Aim of the exercise: Your answer must consist of the records below, reproduced exactly, with every picture removed.

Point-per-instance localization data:

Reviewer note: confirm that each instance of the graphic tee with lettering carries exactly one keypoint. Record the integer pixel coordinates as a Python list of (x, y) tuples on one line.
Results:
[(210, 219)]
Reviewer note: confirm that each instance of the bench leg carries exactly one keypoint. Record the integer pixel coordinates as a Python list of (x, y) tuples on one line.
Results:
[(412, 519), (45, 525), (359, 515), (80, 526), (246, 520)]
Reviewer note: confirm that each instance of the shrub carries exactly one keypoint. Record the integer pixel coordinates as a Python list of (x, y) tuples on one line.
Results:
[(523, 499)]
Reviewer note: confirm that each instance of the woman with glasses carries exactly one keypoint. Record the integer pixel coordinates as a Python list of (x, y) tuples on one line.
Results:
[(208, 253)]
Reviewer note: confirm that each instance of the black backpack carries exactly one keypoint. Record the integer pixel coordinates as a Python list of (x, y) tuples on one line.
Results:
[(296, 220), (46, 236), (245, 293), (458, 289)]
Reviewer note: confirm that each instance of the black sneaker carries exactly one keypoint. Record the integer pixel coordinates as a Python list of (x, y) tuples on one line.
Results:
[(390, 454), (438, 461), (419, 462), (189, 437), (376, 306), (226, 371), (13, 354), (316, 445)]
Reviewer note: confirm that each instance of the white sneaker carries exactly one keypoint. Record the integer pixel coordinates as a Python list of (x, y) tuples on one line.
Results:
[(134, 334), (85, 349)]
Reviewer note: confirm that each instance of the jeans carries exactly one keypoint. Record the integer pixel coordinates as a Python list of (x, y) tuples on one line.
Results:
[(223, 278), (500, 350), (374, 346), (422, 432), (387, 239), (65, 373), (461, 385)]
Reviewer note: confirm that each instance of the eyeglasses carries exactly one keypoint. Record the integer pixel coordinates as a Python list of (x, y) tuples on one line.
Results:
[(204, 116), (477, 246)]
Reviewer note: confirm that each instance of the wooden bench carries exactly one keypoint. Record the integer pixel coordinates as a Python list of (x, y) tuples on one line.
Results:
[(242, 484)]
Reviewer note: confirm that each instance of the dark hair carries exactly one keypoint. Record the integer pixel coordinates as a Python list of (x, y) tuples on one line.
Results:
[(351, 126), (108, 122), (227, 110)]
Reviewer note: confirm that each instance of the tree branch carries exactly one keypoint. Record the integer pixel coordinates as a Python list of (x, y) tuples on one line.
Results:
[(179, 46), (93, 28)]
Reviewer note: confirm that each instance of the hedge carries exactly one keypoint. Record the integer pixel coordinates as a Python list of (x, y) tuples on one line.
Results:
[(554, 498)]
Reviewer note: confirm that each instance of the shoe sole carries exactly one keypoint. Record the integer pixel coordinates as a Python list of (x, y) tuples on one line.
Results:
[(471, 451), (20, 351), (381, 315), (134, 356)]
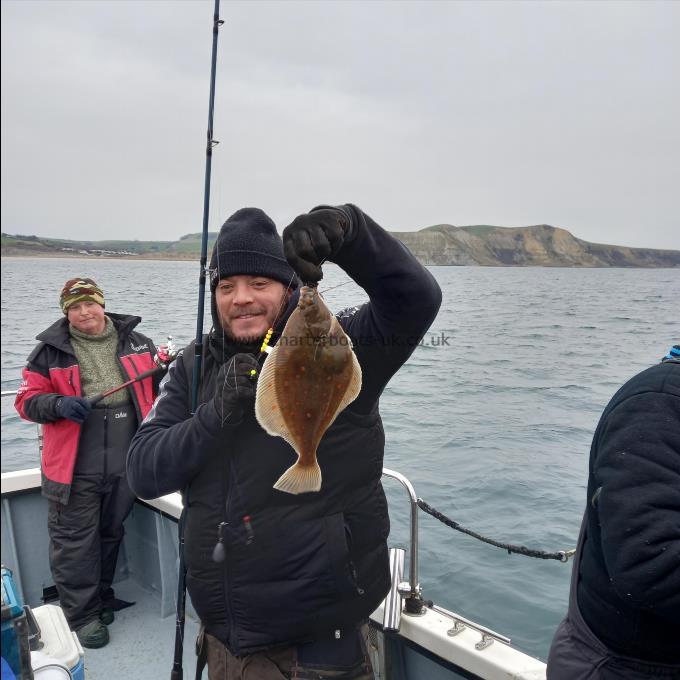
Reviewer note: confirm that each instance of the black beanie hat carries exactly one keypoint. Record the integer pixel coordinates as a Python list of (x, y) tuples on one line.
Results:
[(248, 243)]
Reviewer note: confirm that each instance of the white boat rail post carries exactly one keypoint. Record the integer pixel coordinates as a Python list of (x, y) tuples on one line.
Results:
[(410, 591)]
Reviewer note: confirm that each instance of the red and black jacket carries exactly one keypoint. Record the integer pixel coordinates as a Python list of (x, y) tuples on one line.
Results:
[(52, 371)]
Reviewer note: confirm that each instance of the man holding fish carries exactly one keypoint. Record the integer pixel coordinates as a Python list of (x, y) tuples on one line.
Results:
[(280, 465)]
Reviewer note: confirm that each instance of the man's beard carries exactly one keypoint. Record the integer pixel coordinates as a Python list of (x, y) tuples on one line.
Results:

Result of this exercise:
Reviewer note: confirm that each instance of the graphic tee with lettering carries exactly one keypoint. Record the integer pixel coordinates as a Python list of (x, y) tuples on one line.
Results:
[(210, 219)]
Reviewer note: confirm that each instance of the bench leg carries exactly one keypoint. Record the integer pixel coordinates as a Python list of (x, y) tuples on one line.
Results:
[(412, 519), (45, 525), (359, 515), (80, 526), (246, 520)]
Reviewer note: confirm that each instance of the shrub carries exactly one keypoint. Record the integer pixel coordinates as a Python list of (x, y) tuples on one line.
Results:
[(523, 499)]
Reviewer note: confirm that each instance of the woman with glasses carries exactly one keypoint. Record the integer pixel coordinates as a Python list of (x, y) tuples on one line.
Results:
[(208, 253)]
Reviewer note: confirm that each instance of the black backpack carries exactly one keypoint. Record the integer pixel coordinates as a Python list of (x, y) tuples on one line.
Results:
[(296, 220), (46, 236), (245, 293), (458, 289)]
Reviewer note: confirm that each instance of the black sneaker carries exactly one keypoint. Record the integer pixel coordinates as a Python list of (x, y) tuples on one line.
Results:
[(390, 454), (438, 461), (419, 462), (189, 437), (376, 306), (226, 371), (13, 354), (316, 445)]
Reviewer note: confirm that each instance of the white sneaker carries exactly one keypoint. Record the integer pixel coordinates as a Python list of (x, y) tuples on one line.
Results:
[(134, 334), (85, 349)]
Reviewer note: confirm that each instance of the jeans carries exactly one keypoint. Record the integer pixel coordinates as a Python list of (x, y) tuples on one line.
Results:
[(223, 278), (500, 350), (374, 346), (422, 432), (387, 239), (65, 373), (461, 385)]
Reviewer note: confirm that each instance of the eyeglasses carries exactly one keypoint. Record the integer pixel coordinates as a Python list of (x, y) tuples on one line.
Results:
[(204, 116), (477, 246)]
Reviewer note: confirm that each instance of the wooden bench carries exactly one keypoint. Record the integer pixel coordinates as a Python list of (x, y) tuples on one line.
Results:
[(242, 484)]
Reviewer note: confirm that each instance of the dark hair carries exactly one keypoint. Record the integer pixel coordinates as a Python list of (x, y) tuples on one line.
Results:
[(351, 126), (108, 122), (227, 110)]
Reviewer note: confirm that each instance of the tree branch carries exactly one keypoint. Record the integer pixel coordinates as a Python list of (x, y) tuples on one line.
Results:
[(179, 46), (93, 28)]
Reviewer note: confirm that each instance of the hedge carries exactly one keypoint. Record the integer pixel coordinates as a Python list of (x, y) tuples on one line.
Results:
[(554, 498)]
Reviewer note: confirm that each instance of the shoe sole carries exactly one keypoint. Record the integer pixel coordinates as a Python list of (x, y) tuples on one line.
Results:
[(471, 451), (20, 351), (381, 315), (134, 356)]
Reviewer note: confirm that each instance of the black beanie hat carries exactly one keypoint. Record the integer pixel coordinates as a Python list of (x, y) tuples on one line.
Results:
[(248, 243)]
Reviewer note: confirm that each instance of the white boat rail post carries exactly one keypoint. Record the integer pixel coordinates as a Python list of (x, y) tuples on one line.
Results:
[(410, 591)]
Reviewer note: confirm that each instance of the red and black jacket carries exactly one keypoint. Record the integer pixel coordinates as a Python list of (x, y) tuples on one line.
Results:
[(52, 371)]
Reviewer note: confirm that each instance of the man holding fish carries exactly one keypoint. Record the integer pixel coordinates as a Python list of (x, y) tuples on one line.
Results:
[(280, 465)]
Reviewer note: confirm that each instance of the man's beard carries exactly one keypoint. Record the integer pixel coordinates as a Python list of (x, y) tuples on one line.
Results:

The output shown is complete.